PROMPT 1
Extract the portion of the Ottoman-Saudi War passage that runs from "The Ottoman-Saudi War" to "of the latter.", copying it word for word.

EXTRACT TO READ
Begin

The Ottoman-Saudi War (, )  also known as the Ottoman/Egyptian-Saudi War (1811–1818) was fought from early 1811 to 1818, between the Ottoman Empire and the Emirate of Diriyah, the First Saudi State, resulting in the destruction of the latter.

Background
Although Muhammad Ibn 'Abd al-Wahhab, the leader of the Wahhabi movement, had indirectly expressed anti-Ottoman sentiments in his letters, he had decided not to publicly challenge the legitimacy of the empire as a precautionary measure. He also had not publicly acknowledged the Caliphate claim of the Ottomans, an assertion which they proclaimed after they suffered territorial losses at the hands of the Russian Empire in the 1770s. In the movement's first decades, the Wahhabis were ambiguous in offering a clear political view on the Ottomans. However, Ibn 'Abd al-Wahhab had theologically repudiated the Ottomans, criticising the religious conditions of Ottoman provinces and he also asserted that Shari'ah (Islamic law) was unenforced by the authorities. The Wahhabis offered an alternative religious and political model to that of the Ottomans and they also claimed Islamic leadership on a different basis.

Political hostilities and distrust would eventually lead  the Wahhabis and the Ottomans to declare mutual exchanges of Takfir (excommunication), many years after Ibn 'Abd al-Wahhab's death. By the 1790s, the Muwahhidun had consolidated their rule over most regions of Central Arabia. The growing Wahhabi influence alarmed Ghaleb, the Sharif of Mecca, who responded by initiating warfare with the Saudis in 1793; until his surrender in 1803. Intending to form an armed coalition to defeat the Muwahhidun, he corresponded with the Ottoman authorities in Istanbul and sought to turn them hostile against his rivals by portraying them as disbelievers. Similar overtures were also made by the Pasha of Baghdad. Such reports eventually succeeded in turning the Ottoman bureaucratic opinion significantly hostile against the Wahhabis. In 1797, Sulayman Pasha, the Ottoman governor of Iraq, invaded Diriyah with around 15,000 troops in co-ordination with Sharif Ghalib and laid a one-month siege to Al-Ahsa. However, re-inforcements led by Saud ibn 'Abd al-Azeez would force the Ottomans to retreat. After three days of skirmish, Sulayman Pasha and the Saudis came to a peace settlement which was to last for six years. However, the peace would be broken in 1801, when a caravan of pilgrims protected by a Saudi convoy was plundered near Hail; upon orders from the Ottoman administration in Baghdad. This attack would completely break down the already deteriorating Saudi-Ottoman diplomatic relations, and the Emirate of Dirʿiyya sent a large-scale expedition towards Iraq.

End

PROMPT 2
Copy the rows below from the line with "Rules: pick out each instance of the gray" to the line with "[[820, 529]]", both included, reproducing them exactly.

EXERCISE MATERIAL
Begin

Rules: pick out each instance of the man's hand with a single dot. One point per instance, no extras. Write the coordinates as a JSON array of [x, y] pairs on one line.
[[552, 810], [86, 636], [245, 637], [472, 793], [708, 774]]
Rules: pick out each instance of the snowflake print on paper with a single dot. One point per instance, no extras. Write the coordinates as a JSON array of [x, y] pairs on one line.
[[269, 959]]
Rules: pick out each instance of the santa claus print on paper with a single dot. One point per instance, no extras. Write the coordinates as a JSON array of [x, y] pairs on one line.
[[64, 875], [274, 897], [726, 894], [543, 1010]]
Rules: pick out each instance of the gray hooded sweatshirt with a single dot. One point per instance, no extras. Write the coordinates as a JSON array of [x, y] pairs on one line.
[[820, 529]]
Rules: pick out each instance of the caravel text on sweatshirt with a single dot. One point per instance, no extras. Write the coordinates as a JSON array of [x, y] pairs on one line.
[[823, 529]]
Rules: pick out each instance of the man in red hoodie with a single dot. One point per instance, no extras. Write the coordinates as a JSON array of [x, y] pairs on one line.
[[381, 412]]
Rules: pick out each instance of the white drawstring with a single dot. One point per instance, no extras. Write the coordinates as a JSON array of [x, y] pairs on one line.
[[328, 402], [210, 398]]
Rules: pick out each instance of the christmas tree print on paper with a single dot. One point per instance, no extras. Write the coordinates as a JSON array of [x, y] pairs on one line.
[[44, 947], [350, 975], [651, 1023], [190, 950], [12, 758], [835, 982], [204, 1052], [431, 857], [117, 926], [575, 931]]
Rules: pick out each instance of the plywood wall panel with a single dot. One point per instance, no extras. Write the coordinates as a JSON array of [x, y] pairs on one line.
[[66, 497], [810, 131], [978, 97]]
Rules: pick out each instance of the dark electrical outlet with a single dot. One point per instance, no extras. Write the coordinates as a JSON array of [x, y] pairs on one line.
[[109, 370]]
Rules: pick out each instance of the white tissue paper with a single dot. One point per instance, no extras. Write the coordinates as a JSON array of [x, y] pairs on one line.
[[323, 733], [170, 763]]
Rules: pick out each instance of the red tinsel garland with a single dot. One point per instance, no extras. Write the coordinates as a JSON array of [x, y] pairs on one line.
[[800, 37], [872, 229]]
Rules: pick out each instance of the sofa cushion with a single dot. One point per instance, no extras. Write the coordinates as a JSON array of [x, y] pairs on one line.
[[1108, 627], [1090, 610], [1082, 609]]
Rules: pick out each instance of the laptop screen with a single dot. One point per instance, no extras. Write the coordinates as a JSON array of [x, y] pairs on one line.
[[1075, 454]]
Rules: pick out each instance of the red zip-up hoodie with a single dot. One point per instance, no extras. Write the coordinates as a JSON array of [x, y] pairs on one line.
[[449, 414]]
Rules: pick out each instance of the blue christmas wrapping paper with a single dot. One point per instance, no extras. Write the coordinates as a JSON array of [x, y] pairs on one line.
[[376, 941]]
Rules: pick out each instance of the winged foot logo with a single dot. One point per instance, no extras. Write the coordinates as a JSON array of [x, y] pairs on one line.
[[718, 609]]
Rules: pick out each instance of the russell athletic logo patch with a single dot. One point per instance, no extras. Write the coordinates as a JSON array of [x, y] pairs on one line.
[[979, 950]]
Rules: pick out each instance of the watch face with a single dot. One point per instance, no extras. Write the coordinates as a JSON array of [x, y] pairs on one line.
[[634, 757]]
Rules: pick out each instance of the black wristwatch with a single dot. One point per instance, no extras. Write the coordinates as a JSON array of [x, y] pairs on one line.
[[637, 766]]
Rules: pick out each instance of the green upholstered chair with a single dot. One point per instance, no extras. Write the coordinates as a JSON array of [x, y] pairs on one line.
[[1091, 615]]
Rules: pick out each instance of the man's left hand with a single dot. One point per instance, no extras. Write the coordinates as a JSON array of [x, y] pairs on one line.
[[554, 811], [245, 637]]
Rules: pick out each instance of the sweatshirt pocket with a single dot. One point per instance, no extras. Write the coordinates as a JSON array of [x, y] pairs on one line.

End

RESPONSE 1
The Ottoman-Saudi War (, )  also known as the Ottoman/Egyptian-Saudi War (1811–1818) was fought from early 1811 to 1818, between the Ottoman Empire and the Emirate of Diriyah, the First Saudi State, resulting in the destruction of the latter.

RESPONSE 2
Rules: pick out each instance of the gray hooded sweatshirt with a single dot. One point per instance, no extras. Write the coordinates as a JSON array of [x, y] pairs on one line.
[[820, 529]]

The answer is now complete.